Pour chaque affirmation, dites si elle concorde avec l'extrait sur la polyglobulie de Vaquez en répondant par oui ou non, et citez sans modification les mots du texte qui tranchent. (a) Les comprimés de magnésium sont pris contre les crampes. (b) La Lercanidipine EG sert à traiter le cholestérol. (c) La maladie est présentée comme guérissable.

Extrait choisi >>
##############################
Le traitement actuel

Jakavi 10 mg. 2 X jour (Pv) Rosuvasttin Sandoz 5 mg. (cholestérol) Lercanidipine EG 20 mg. (tension artérielle) Asaflow 80 mg. (anticoagulant)

Je prends également des comprimés de magnésium pour les crampes. Cela semble m’aider quelque peu. Les crampes nocturnes sont moins fréquentes et moins graves.

Ma conclusion.

NMP – dans mon cas une polyglobulie de Vaquez – est une maladie grave et incurable. Dès le début, cela a été difficile et le traitement était compliqué. Mais quand on veut, on peut ! Je peux – à condition de faire attention à mon alimentation et de doser mes efforts – effectuer pas mal d’activités. Parfois, ma mémoire – sérieusement – me fait défaut. Mais il existe des remèdes, aussi, à cela. À savoir avoir, avec soi, un stylo et du papier. NMP Belgique m’a beaucoup appris et m’a montré que nous ne sommes jamais seuls. A posteriori, j’ai compris qu’une maladie comme une NMP ne se manifeste pas du jour au lendemain. Certainement pas une PV. Mais cela reste ma perception personnelle.
##############################
Lignes fournies >>

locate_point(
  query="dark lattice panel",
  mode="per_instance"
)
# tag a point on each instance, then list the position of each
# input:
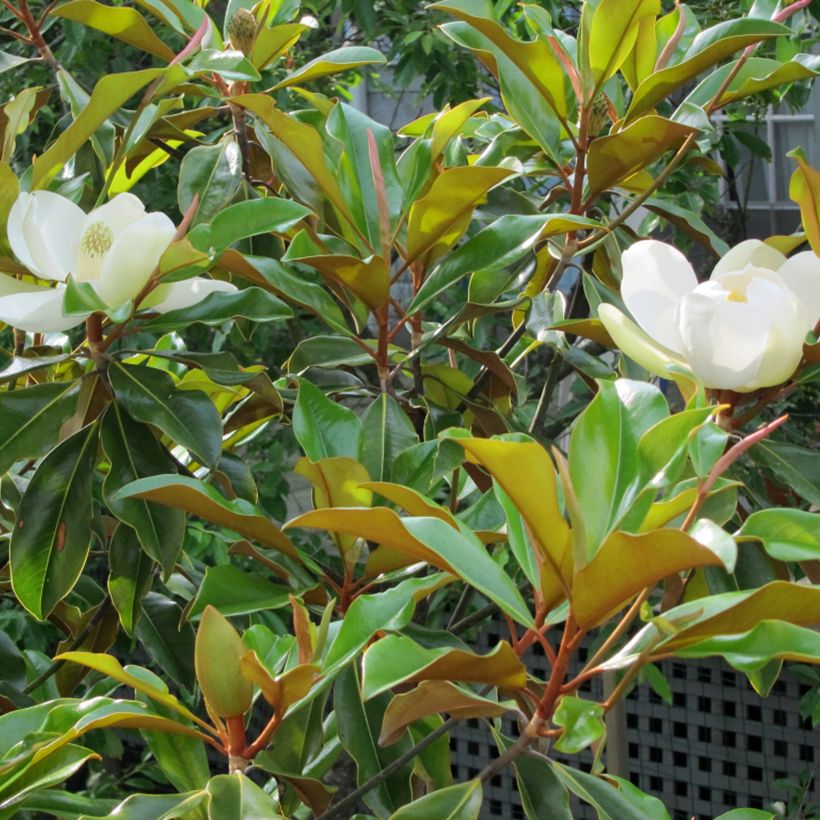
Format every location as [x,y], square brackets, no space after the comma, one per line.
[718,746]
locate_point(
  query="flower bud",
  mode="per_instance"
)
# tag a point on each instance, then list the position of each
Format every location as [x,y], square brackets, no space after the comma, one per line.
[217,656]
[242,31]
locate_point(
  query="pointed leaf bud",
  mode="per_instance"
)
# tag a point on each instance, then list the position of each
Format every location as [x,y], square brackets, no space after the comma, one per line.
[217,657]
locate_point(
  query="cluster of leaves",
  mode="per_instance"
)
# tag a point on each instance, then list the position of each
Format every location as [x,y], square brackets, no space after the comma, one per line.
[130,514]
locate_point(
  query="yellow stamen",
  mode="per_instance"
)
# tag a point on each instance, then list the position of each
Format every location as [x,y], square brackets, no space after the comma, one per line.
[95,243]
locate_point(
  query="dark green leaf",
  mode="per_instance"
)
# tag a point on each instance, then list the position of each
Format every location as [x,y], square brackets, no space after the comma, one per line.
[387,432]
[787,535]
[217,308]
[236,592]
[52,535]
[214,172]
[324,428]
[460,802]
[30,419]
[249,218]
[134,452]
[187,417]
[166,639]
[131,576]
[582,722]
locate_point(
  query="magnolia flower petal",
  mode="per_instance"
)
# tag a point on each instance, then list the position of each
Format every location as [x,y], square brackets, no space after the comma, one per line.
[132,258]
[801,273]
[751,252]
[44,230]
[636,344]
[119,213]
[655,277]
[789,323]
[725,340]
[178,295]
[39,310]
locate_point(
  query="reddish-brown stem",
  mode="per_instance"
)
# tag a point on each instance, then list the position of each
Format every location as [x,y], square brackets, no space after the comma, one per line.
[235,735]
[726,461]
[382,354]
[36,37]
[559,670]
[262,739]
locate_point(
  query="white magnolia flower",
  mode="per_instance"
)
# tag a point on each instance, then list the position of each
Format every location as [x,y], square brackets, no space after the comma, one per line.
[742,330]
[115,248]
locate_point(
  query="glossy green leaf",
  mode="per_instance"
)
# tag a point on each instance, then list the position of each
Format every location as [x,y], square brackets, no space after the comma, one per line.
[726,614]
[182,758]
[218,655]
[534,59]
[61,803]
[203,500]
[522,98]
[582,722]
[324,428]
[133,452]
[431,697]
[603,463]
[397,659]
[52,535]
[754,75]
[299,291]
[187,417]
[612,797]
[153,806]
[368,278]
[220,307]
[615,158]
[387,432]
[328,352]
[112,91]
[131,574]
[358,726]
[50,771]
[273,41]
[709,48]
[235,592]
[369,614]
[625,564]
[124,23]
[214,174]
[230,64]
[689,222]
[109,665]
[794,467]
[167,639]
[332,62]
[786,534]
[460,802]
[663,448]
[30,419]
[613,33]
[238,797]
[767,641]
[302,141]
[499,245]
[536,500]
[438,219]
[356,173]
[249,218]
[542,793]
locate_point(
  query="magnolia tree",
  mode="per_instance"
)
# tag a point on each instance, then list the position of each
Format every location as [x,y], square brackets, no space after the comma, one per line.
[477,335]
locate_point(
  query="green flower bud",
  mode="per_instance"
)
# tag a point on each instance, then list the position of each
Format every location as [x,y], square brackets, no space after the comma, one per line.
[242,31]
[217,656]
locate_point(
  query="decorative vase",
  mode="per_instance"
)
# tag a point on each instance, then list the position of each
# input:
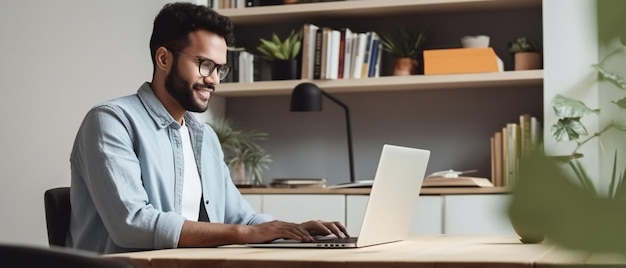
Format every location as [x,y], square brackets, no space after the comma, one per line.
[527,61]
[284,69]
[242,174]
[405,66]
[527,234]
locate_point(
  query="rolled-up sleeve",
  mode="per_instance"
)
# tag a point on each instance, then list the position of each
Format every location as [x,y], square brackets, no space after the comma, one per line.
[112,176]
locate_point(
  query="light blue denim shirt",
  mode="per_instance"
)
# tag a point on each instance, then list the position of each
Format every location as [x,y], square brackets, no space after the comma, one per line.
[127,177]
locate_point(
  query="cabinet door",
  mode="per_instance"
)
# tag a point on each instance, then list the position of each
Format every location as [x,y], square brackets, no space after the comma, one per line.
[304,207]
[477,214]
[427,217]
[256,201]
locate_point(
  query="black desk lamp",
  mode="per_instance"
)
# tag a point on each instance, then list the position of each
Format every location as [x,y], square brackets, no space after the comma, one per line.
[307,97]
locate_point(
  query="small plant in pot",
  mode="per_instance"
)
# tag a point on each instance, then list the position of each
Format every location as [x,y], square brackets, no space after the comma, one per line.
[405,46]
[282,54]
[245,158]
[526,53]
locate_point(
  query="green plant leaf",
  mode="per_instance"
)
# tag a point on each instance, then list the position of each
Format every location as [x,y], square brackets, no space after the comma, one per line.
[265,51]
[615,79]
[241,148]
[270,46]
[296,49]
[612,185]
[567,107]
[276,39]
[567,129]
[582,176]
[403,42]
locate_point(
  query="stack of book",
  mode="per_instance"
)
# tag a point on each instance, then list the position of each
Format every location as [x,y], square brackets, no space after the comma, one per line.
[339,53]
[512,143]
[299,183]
##############################
Réponse rédigée >>
(a) Oui : « Je prends également des comprimés de magnésium pour les crampes. »
(b) Non : « Lercanidipine EG 20 mg. (tension artérielle) »
(c) Non : « est une maladie grave et incurable »